● **Brano di partenza**:
*-*-*
Nei mesi passati la politica ha inscenato un dramma tragicomico in Repubblica Ceca. Che, dopo un clamoroso pareggio in Parlamento, si aggrappa al bizarro arbitrato del Presidente conservatore Klaus.

Finalmente è finita. Il 4 settembre il presidente ceco Václav Klaus ha nominato il suo collega di partito Mírek Topolánek, leader del partito conservatore dei democratici civici dell’Ods, primo ministro. Topolánek guiderà un governo di minoranza che non più tardi del 4 ottobre dovrà ottenere la fiducia dal parlamento. «Mi auguro che il governo guadagni la fiducia e compia i passi necessari al nostro Paese dopo anni di governi insoddisfacenti», afferma Topolánek. Ma Jií Paroubek, l’ex primo ministro socialdemocratico oggi a capo dell’opposizione tuona: «Non riceveranno nessun aiuto dai nostri deputati!».

Tutto lascia intendere che la politica darà spettacolo nel mese a seguire.

Rissa davanti alle telecamere

Atto primo: primavera 2006, inizia la campagna elettorale. Entrambi i contendenti, il premier uscente Paroubek e Topolánek, primo rappresentante dell’Ods, si gettano fango e gridano: «Giustizia! Futuro! Speranza! Bugiardo!». All’apice della battaglia il ministro della salute è colpito duramente da dietro, con uno schiaffo da un rivale. Ma non demorde e scatena un incontro di pugilato davanti alle telecamere. Tra i cechi si scaldano gli animi.
*-*-*
● **Insieme delle voci**:

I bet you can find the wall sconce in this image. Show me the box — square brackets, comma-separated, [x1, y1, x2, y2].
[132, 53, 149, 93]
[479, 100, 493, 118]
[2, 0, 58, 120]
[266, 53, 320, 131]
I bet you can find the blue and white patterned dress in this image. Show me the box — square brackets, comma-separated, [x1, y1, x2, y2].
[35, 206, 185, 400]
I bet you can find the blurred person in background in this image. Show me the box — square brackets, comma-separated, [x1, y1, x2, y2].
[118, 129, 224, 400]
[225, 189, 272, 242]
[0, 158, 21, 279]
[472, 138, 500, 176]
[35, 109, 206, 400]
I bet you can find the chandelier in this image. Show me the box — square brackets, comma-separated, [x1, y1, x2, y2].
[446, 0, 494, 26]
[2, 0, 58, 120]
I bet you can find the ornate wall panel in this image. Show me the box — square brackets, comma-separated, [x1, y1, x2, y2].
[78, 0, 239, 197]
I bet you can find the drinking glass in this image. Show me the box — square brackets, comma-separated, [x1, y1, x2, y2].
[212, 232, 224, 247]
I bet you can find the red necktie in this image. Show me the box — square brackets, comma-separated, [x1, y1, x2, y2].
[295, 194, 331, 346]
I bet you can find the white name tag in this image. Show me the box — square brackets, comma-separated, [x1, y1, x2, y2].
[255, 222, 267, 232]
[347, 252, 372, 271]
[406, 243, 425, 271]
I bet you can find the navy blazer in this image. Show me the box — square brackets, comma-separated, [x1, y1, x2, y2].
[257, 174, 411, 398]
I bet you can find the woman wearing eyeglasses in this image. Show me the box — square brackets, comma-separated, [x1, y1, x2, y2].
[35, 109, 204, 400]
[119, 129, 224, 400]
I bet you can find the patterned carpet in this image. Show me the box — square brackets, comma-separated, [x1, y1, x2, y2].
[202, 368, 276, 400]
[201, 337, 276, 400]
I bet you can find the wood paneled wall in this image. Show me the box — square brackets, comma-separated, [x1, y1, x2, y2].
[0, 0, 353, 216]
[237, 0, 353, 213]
*-*-*
● **Consegna**:
Elenca tutte le parole che, nel brano sulla politica ceca, i due contendenti gridano durante la campagna elettorale. Le voci non hanno alcun legame con il brano.

● **Risposta**:
Giustizia, Futuro, Speranza, Bugiardo